NL 45 | Apenas tomando o poder do Estado, não podemos destruir o capital!

Diante da conjuntura atual de crise estrutural do capital, poucas parecem ser as alternativas de transformação social, que nos possibilite caminhar para uma sociedade onde inexistam todos os problemas econômicos, políticos e sociais que nos assolam, bem como o alcance das proclamadas igualdade e liberdade.

Dentre as principais indicações de caminho, está a de que tomando o poder político do Estado, mesmo que por dentro do jogo burguês (eleições, democracia, cidadania, justiça, etc.), a classe trabalhadora conseguiria lutar pela satisfação das suas necessidades trabalhistas e sociais. Isto até o belo dia em que a igualdade social seria fruto dos esforços individuais de todos e que o ordenamento social seria mais justo com aqueles que participam da produção da riqueza material (socialmente produzida).

************

*TAREFAS A REALIZAR*.
- a) No texto sobre a tomada do poder do Estado, dentro de que jogo a classe trabalhadora tomaria o poder político, segundo uma das principais indicações de caminho?
- b) Transcreva do texto sobre a tomada do poder do Estado tudo o que vai de "Diante da conjuntura" até "igualdade e liberdade.".

************

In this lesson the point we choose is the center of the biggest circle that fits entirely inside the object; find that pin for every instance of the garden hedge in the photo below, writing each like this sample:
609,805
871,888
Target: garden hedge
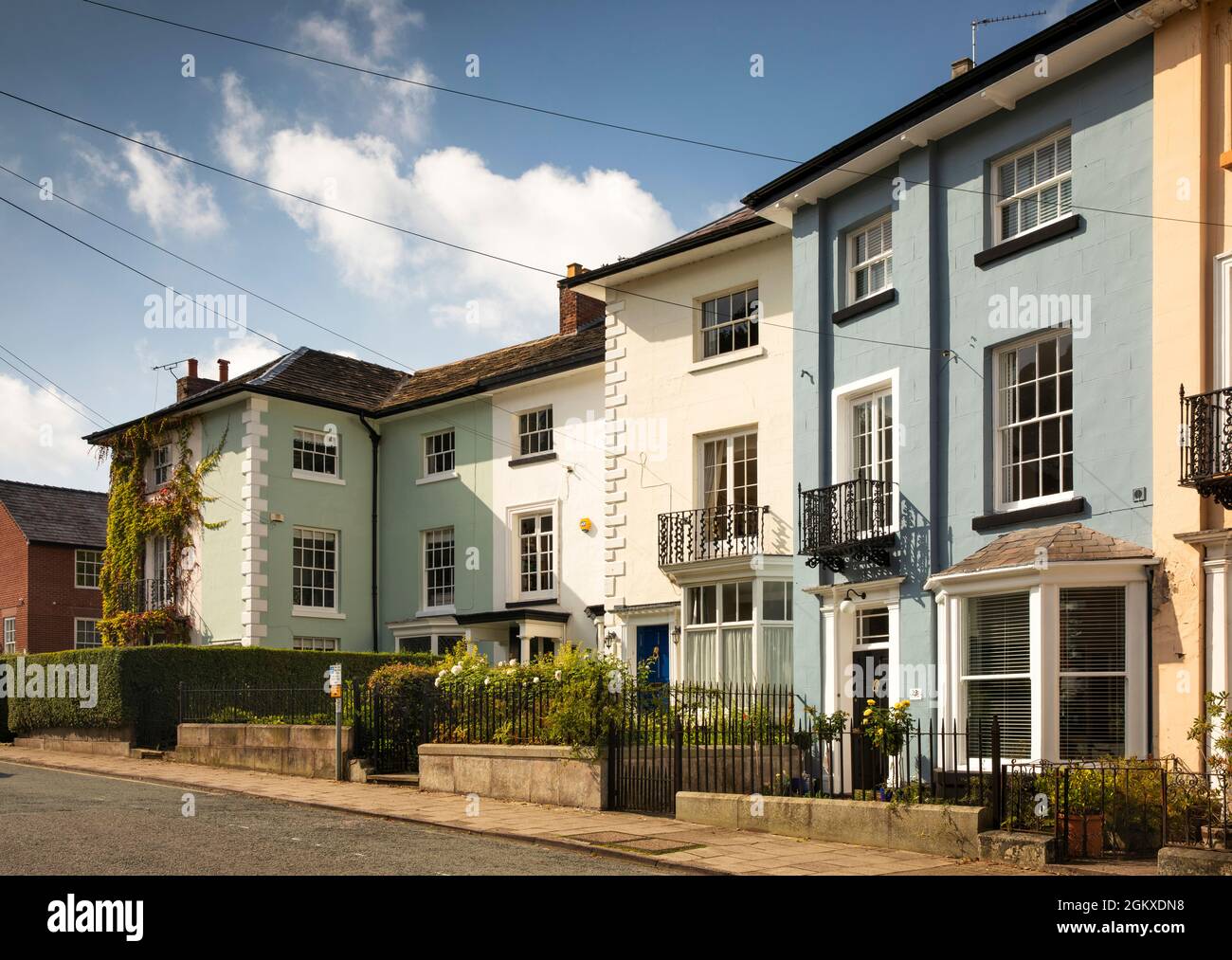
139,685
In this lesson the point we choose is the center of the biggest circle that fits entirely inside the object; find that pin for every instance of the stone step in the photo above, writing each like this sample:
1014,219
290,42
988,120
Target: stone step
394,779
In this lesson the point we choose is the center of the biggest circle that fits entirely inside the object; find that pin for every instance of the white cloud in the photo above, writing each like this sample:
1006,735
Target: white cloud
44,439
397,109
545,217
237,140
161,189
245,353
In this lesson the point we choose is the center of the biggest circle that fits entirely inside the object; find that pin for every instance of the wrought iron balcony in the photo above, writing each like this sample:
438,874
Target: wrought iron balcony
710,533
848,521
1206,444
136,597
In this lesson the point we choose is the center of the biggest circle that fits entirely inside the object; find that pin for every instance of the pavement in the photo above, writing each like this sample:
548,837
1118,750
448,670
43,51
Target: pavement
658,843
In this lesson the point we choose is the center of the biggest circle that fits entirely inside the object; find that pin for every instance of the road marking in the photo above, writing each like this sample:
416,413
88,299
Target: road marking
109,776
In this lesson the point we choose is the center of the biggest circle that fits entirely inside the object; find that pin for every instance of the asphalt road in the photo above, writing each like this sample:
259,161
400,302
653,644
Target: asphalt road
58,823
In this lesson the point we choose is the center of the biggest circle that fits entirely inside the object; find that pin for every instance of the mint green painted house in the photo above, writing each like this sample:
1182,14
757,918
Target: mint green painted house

************

*RESPOSTAS DO EXERCÍCIO*.
- a) Dentro do jogo burguês (eleições, democracia, cidadania, justiça, etc.).

- b)
Diante da conjuntura atual de crise estrutural do capital, poucas parecem ser as alternativas de transformação social, que nos possibilite caminhar para uma sociedade onde inexistam todos os problemas econômicos, políticos e sociais que nos assolam, bem como o alcance das proclamadas igualdade e liberdade.